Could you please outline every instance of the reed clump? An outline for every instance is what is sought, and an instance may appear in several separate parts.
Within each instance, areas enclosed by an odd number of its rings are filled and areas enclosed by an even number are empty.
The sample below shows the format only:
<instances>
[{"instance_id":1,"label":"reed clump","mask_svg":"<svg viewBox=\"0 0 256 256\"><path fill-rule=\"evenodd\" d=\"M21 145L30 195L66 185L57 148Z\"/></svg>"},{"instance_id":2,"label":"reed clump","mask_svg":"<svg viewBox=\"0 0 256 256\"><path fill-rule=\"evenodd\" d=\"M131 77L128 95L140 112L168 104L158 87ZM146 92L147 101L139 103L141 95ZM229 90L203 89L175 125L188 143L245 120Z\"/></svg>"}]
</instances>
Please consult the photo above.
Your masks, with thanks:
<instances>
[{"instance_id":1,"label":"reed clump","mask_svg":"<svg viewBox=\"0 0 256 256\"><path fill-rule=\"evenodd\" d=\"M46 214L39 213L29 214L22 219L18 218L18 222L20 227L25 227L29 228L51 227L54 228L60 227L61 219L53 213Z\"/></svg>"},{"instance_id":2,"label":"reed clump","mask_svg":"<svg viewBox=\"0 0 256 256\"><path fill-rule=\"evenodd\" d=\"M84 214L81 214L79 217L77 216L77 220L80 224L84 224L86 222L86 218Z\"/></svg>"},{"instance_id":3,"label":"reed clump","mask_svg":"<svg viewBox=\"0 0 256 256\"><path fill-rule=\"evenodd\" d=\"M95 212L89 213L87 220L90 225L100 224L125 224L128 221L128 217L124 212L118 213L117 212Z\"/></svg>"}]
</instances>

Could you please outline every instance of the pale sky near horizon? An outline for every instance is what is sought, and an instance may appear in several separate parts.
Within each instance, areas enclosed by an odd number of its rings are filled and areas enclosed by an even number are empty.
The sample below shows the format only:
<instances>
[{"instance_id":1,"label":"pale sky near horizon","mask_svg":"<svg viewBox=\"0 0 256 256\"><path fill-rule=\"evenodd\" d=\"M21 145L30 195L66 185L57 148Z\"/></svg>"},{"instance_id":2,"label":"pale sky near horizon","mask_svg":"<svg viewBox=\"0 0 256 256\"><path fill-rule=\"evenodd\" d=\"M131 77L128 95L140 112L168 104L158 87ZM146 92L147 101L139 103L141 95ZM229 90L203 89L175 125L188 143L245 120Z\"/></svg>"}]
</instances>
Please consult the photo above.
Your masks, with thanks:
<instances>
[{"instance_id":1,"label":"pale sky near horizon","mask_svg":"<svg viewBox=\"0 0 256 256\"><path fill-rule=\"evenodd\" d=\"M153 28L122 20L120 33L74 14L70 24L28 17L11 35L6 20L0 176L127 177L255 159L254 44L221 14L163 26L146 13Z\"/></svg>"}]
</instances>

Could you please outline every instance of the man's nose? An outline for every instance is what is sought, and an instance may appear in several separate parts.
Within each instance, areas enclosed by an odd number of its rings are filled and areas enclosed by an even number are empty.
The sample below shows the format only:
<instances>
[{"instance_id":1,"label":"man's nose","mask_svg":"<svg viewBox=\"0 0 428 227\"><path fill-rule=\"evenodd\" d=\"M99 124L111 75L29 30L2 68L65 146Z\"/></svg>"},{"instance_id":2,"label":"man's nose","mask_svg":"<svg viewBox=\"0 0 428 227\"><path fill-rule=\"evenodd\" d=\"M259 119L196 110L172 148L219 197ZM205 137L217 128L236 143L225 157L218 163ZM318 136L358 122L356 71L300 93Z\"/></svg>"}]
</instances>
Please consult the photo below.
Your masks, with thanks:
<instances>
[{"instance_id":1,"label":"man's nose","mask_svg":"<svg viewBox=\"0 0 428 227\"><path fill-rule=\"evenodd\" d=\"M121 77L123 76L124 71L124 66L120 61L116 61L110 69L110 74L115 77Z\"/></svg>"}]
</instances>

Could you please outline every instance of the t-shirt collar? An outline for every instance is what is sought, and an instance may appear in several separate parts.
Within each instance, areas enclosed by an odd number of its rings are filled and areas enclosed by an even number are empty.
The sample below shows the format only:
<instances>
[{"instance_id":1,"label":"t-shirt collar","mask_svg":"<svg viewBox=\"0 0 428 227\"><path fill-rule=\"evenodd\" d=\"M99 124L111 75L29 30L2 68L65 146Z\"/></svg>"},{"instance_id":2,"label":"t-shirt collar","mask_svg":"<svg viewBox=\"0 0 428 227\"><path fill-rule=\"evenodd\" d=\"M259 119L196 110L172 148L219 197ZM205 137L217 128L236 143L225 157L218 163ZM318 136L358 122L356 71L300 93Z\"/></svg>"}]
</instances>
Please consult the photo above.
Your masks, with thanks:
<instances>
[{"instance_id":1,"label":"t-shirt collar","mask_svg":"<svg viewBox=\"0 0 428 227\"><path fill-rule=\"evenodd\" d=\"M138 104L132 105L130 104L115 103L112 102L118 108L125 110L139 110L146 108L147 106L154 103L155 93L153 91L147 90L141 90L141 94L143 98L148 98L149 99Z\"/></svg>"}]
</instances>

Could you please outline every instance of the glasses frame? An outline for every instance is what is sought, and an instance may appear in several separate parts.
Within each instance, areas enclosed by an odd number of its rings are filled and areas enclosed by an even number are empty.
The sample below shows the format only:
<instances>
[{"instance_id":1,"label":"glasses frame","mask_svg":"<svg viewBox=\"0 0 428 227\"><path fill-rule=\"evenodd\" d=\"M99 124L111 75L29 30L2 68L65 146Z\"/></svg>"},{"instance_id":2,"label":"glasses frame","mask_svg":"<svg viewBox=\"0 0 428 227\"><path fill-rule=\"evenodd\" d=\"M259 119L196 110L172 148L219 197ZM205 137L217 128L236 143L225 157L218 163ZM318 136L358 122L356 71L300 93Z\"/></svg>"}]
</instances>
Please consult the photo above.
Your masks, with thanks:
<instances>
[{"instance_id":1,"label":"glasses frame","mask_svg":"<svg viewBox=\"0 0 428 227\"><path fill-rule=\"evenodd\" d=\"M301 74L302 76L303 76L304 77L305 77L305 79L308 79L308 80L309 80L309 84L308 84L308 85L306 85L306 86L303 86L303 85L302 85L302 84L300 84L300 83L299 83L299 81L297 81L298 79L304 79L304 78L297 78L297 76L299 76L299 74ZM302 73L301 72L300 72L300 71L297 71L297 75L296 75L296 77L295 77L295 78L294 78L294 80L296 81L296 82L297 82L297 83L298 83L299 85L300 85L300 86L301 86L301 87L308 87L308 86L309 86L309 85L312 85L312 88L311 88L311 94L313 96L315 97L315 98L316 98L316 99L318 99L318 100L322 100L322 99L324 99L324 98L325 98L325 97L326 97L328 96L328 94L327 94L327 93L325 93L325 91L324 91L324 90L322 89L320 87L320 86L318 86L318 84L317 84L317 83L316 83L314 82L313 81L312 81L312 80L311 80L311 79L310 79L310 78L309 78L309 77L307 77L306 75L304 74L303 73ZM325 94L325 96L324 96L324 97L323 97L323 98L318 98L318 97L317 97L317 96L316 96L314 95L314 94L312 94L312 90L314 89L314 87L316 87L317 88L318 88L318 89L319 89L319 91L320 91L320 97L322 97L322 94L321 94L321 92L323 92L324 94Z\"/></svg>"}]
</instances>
○ ○ ○ ○
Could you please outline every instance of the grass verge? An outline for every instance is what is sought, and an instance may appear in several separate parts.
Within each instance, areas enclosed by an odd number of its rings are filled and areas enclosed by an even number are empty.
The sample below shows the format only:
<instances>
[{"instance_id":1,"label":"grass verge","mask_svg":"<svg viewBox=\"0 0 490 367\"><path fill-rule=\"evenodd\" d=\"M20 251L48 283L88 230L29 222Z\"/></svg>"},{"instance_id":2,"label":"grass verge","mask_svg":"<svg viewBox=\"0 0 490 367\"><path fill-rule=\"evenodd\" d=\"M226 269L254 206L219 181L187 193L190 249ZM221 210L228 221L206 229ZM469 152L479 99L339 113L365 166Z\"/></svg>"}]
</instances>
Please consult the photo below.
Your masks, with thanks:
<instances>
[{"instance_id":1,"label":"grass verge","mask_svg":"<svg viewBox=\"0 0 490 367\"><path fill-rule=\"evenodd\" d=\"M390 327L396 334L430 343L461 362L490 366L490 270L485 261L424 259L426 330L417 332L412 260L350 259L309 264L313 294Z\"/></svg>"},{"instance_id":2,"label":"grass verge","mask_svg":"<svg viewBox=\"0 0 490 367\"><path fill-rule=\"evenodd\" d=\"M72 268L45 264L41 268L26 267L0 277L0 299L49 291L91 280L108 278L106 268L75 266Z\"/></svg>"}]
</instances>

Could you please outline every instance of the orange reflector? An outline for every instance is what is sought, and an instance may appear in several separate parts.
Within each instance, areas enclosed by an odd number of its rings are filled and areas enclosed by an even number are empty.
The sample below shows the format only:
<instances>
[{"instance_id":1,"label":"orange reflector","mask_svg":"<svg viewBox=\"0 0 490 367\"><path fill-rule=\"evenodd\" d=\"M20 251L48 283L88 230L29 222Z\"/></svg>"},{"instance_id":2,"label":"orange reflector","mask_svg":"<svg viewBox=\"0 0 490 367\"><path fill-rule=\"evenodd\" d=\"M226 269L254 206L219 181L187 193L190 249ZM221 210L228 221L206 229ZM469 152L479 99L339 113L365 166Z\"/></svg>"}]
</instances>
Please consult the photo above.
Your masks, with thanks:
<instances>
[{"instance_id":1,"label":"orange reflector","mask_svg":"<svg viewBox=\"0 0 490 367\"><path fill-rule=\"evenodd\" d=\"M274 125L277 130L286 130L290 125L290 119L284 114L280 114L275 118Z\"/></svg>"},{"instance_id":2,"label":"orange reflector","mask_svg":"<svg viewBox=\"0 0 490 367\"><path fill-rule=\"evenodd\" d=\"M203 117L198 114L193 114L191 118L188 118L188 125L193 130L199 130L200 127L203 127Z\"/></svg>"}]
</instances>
○ ○ ○ ○
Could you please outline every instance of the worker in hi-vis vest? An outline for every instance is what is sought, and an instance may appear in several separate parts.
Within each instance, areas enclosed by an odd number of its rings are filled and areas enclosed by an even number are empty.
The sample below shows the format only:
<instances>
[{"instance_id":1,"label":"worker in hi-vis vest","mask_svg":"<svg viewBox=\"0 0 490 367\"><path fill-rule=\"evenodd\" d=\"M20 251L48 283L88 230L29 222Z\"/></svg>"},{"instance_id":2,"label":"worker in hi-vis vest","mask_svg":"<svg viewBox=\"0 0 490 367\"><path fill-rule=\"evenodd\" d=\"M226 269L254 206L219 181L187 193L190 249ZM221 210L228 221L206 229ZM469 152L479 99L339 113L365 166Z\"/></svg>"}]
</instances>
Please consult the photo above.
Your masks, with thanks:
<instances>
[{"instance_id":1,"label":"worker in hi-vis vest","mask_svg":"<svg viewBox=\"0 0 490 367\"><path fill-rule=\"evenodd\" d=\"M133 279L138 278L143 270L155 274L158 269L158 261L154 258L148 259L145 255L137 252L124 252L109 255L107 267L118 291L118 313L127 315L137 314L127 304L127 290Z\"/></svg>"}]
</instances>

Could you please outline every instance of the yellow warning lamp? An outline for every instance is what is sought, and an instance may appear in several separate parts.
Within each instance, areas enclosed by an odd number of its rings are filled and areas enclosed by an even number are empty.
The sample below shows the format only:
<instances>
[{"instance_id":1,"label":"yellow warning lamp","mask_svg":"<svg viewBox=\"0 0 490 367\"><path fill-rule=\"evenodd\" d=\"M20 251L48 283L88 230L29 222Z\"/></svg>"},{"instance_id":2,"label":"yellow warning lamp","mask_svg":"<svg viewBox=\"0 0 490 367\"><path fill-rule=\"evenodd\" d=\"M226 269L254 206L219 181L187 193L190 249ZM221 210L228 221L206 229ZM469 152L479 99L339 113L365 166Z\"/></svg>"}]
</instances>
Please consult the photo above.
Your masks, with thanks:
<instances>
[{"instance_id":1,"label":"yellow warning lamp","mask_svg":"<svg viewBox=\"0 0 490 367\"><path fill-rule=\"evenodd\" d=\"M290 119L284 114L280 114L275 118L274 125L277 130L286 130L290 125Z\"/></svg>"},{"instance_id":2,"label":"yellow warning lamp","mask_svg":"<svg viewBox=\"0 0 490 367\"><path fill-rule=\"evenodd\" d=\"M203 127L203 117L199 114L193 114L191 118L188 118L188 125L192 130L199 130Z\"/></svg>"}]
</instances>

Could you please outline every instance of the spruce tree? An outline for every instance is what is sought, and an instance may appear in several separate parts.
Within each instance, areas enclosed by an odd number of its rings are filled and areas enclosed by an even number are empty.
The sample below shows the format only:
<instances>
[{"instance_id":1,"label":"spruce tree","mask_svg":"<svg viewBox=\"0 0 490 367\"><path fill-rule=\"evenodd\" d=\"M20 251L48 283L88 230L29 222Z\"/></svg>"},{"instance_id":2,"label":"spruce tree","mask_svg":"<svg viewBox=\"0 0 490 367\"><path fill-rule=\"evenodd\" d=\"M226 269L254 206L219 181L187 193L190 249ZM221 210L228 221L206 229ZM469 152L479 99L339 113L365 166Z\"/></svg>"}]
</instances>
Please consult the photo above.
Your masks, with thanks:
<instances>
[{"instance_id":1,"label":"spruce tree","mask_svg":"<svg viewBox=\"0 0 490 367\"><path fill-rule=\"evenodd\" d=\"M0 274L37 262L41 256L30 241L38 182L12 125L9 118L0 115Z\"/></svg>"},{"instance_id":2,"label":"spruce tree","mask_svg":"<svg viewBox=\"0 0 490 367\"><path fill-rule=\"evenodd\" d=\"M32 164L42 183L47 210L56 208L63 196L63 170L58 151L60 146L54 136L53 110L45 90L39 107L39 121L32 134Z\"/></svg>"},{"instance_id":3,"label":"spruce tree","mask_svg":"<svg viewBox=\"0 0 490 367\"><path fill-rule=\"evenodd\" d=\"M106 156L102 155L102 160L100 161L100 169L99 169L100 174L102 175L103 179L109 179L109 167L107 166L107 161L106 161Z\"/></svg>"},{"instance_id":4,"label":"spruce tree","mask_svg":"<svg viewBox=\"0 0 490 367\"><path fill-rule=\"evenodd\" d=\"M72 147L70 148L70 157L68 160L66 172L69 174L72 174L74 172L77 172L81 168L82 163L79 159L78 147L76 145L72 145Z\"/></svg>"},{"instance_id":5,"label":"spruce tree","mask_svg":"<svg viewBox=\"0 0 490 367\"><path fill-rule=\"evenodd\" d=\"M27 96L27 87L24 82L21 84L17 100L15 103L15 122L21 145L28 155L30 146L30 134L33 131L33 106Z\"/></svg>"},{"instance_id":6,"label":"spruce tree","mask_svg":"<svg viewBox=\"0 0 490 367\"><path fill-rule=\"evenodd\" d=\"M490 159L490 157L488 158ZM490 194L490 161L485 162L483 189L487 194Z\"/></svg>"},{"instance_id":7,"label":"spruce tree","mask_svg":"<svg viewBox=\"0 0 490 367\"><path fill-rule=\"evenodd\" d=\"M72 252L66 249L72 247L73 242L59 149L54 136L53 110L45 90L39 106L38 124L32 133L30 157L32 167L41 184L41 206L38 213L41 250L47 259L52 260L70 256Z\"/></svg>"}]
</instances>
○ ○ ○ ○
▸ **Written instruction**
Find every line in the rows above that contains the word "pale" and copy each of those lines in full. Case counts.

▸ **Reply to the exercise**
Could you please outline every instance of the pale sky near horizon? An outline for every instance is what is sought, and an instance may appear in several separate parts.
[{"instance_id":1,"label":"pale sky near horizon","mask_svg":"<svg viewBox=\"0 0 256 256\"><path fill-rule=\"evenodd\" d=\"M21 145L30 195L66 185L57 148Z\"/></svg>"},{"instance_id":2,"label":"pale sky near horizon","mask_svg":"<svg viewBox=\"0 0 256 256\"><path fill-rule=\"evenodd\" d=\"M131 77L128 95L140 112L168 104L158 87ZM146 92L147 101L139 103L141 95ZM229 90L203 89L175 125L188 143L245 120Z\"/></svg>"}]
[{"instance_id":1,"label":"pale sky near horizon","mask_svg":"<svg viewBox=\"0 0 256 256\"><path fill-rule=\"evenodd\" d=\"M153 28L122 20L120 33L74 14L70 24L28 17L11 35L6 20L0 176L127 177L255 159L254 44L221 14L163 26L146 13Z\"/></svg>"}]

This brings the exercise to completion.